Source text:

Role stress, the double day, and their effects on women's health are even more important when viewed within the context of the economic and social subordination of women in American society (Barnett, Beiner and Baruch 1987; Frankenhaeuser, Lundberg and Chesney 1991). In addition to widespread job segregation, women earn less than men with the same level of education. Women who choose to care for home and children while their husbands are employed are devalued by a society which places a higher value on paid employment. Statistics on domestic violence, rape, and incest attest to the effects of social subordination on the health and well-being of women (United Nations 1991: 19).

Lack of power and control is hypothesized to be a major cause of ill health (Steptoe and Appel 1989). Lack of power and control, influenced by women's lower social status and the norms and demands of the female gender role, is hypothesized to be the major cause of stress and depression for women in the United States (Barnett, Beiner and Baruch 1987: 359-60). A high level of responsibility, combined with lack of autonomy and control over their lives, may be the central reason why women experience more mental and physical symptoms than do men. Although cross-cultural data are limited, this is likely to be true in other societies as well (Barnett, Beiner and Baruch 1987: 1).

Listed records:

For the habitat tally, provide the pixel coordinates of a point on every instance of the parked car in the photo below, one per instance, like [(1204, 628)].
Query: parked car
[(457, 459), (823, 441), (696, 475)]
* * *
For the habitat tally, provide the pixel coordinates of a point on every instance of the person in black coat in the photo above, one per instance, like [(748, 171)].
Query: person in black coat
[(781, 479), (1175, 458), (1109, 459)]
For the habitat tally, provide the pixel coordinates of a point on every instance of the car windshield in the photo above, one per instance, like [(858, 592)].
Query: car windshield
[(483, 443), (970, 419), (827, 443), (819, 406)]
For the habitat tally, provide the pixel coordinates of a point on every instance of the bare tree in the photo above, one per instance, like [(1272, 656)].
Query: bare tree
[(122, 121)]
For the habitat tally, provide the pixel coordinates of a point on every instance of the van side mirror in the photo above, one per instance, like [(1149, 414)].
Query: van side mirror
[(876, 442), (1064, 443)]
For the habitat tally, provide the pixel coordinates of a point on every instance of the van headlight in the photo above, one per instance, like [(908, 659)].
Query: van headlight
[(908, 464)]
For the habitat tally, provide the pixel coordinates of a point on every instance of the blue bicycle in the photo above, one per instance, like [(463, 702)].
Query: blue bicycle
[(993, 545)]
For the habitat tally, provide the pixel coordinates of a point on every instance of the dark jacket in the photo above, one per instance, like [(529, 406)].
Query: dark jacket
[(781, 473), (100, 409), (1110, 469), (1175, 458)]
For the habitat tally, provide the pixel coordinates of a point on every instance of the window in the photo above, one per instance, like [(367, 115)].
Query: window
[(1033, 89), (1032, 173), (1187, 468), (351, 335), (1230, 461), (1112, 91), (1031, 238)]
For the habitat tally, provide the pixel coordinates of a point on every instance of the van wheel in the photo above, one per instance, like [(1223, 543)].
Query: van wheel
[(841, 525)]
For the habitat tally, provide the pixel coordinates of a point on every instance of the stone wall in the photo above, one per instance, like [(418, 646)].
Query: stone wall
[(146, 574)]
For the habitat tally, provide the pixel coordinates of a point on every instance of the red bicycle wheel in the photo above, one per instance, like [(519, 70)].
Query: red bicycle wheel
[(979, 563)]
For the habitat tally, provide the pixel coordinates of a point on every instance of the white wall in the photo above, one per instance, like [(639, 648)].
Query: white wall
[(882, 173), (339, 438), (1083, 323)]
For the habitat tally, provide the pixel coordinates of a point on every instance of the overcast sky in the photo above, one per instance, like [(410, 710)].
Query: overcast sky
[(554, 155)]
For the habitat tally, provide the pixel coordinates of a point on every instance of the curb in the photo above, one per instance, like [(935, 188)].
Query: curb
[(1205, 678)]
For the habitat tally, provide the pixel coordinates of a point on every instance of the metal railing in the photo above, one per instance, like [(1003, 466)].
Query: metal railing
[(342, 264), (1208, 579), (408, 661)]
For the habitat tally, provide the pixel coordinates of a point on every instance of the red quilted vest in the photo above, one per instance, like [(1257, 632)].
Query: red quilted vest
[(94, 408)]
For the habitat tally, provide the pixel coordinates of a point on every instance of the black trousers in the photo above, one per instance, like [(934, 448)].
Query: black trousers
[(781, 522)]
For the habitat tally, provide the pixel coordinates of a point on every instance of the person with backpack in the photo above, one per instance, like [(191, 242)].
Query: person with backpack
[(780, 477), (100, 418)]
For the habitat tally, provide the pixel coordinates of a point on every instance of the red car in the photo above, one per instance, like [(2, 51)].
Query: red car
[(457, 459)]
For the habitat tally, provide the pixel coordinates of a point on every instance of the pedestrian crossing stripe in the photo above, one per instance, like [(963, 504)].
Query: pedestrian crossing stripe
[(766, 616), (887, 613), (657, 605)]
==
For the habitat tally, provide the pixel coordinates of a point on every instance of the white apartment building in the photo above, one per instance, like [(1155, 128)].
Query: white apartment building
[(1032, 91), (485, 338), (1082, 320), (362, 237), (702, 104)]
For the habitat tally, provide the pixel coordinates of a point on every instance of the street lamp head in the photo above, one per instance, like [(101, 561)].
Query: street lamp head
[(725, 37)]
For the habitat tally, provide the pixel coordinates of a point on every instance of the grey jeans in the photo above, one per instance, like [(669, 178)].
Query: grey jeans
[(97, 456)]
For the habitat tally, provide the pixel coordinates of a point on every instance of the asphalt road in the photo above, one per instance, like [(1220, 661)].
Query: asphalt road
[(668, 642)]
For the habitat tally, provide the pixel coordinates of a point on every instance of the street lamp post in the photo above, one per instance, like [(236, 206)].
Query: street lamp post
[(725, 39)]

Work order 1:
In the text on women's health, what do women earn compared with men who have the same level of education?
Work order 2:
Carry on the text on women's health past its final sentence.

Response box 1:
Less than men with the same level of education.

Response box 2:
Gender and Health in Developing Societies

In developing societies, concerns about gender and health are more basic, and center on the effects of poverty and malnutrition. Proper nutrition is critical to compensate for the heavy physical work people perform in these societies, to compensate for the loss of nutrients due to intestinal parasites, and to promote resistance to disease. Other health stresses in addition to, and interacting with, malnutrition include inadequate public health measures and resultant exposure to pathogens, and lack of economic and social access to health care (Scrimshaw 1978).

Poor women in developing societies face additional stresses due to their reproductive roles and due to their generally subordinate social and economic status (Maine 1981; Paolisso 1989; PAHO 1983: 1-13; WHO 1985). Inadequate nutrition for pregnant and lactating women means that a woman's health is depleted in order to sustain her offspring. This problem is exacerbated by lack of access to family planning methods. With more control over their fertility, women could prevent the depletion of their own health, reduce infant mortality, and protect limited family resources (Maine 1981; Rinehart, Kols and Moore 1984). Women who have children after age 40, especially after a life of repeated pregnancies, face additional health stresses. The physical and psychological toll of having babies in rapid succession, combined with undernutrition, heavy workloads, and lack of economic resources, is just beginning to be recognized (PAHO/AARP 1989: 28, 39, 92-96).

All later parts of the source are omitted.